YOUR TASKS >>
(a) In the post about the IDPA Tactical Journal, who is named as the editor of the Tactical Journal?
(b) Write the next part of the post about the IDPA Tactical Journal, picking up right after its final sentence.

IDPA Tactical Journal (19.4)…

So, I read the latest Tactical Journal this morning (yes, I know it has been out awhile, I don’t want to hear it) and I thought I’d comment on something I read in it.

For those who don’t know, the “Tactical Journal” is the “whenever we feel like it” publication of the International Defensive Pistol Association (IDPA) containing supposedly excellent articles about the sport, self-defense, and so on.

[cough, cough]

Anyway:  I’ll ignore the fact that Robert Ray’s article* about the 2015 World Championship (by the way, Robert is the editor of the Tactical Journal, and one of the major rule-arbiters in IDPA) completely got wrong the first, second and third place finishers in CCP division.  Not only was he wrong, but he wrote about a third of a page about the supposed winner being the first time someone from outside the US has won, etc, etc—-too bad that guy wasn’t the winner.  His article didn’t even MENTION the guy that actually won the division at the 2015 IDPA World Championship.

But we’ll ignore that.

We’ll also ignore Joyce Wilson’s comment about how the points down penalty will be doubled because two MAs and one EX think we should do it, and how all the feedback that she’s gotten has been positive (all evidence, discussion, commentary, and quotes to the contrary), and how there is no actual timetable for this because they don’t know what they are doing and how it will affect classifications.

PROVIDED MATERIAL >>
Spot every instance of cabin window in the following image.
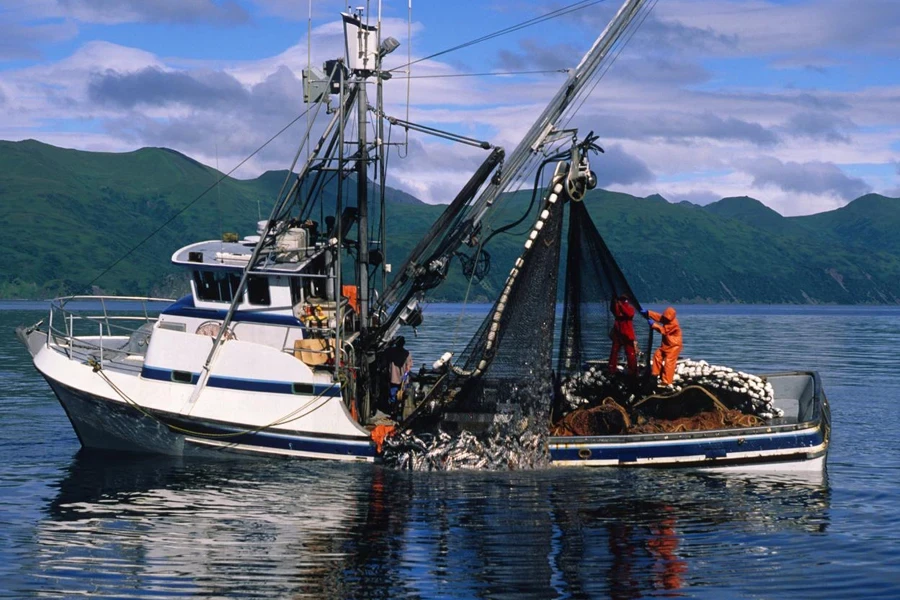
[247,275,272,306]
[194,271,241,302]
[291,383,316,395]
[290,277,303,306]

RESPONSES FOR EACH TASK >>
(a) Robert Ray

(b)
We’ll ignore that too.

No, my ACTUAL comment is on the article where they asked a number of female MM shooters what they wanted for Christmas—and one said that she wanted a class from Front Sight, “to improve [their] accuracy and timing.”   Another was getting her husband “something special” — a course at Front Sight.

Front Sight.

Seriously?  Was the point of this article to show that even in the shooting sports, people make stupid choices about where to train, and who to train with?

I wish I could find Tamara Keel‘s comment about training with people or groups like Front Sight, Suarez, and Yeager—it was a great quote, but I think it was in the comments on one of her posts and I can’t find it.

Front Sight. Seriously. Sheesh.



*I note that I met Robert Ray when I went down and shot the Arkansas State IDPA match this past year.  He was polite, seemed like a nice guy, and I saw him make a number of rules decisions that seemed logical, pragmatic, and sensible.  So this comment about his article is not about him as a person, but it certainly is about how the overall editor of the whole magazine shouldn’t be making this kind of egregiously awful mistake in something as easily factually checked as this.

IDPA is a game. Deal with it.

Tamara Keel over at View From The Porch said it very well:
I don’t mind being told I can’t use a flashlight lanyard. Tell me “we wanted a level playing field”. Fine. Tell me “we’ve seen safety issues with them.” Fine. Tell me “just because that’s the rules.” Fine.

Just don’t tell me “because our sport is a realistic tactical simulation of real-world street CCW equipment and tactical gunfighting wharrrgarble.” 

This is of course not a surprise, as she has an outstanding way with words.

IDPA markets itself:
“The International Defensive Pistol Association (IDPA) is the governing body of a shooting sport that simulates self-defense scenarios and real life encounters. The founders developed the sport so that practical gear and practical guns may be used competitively.”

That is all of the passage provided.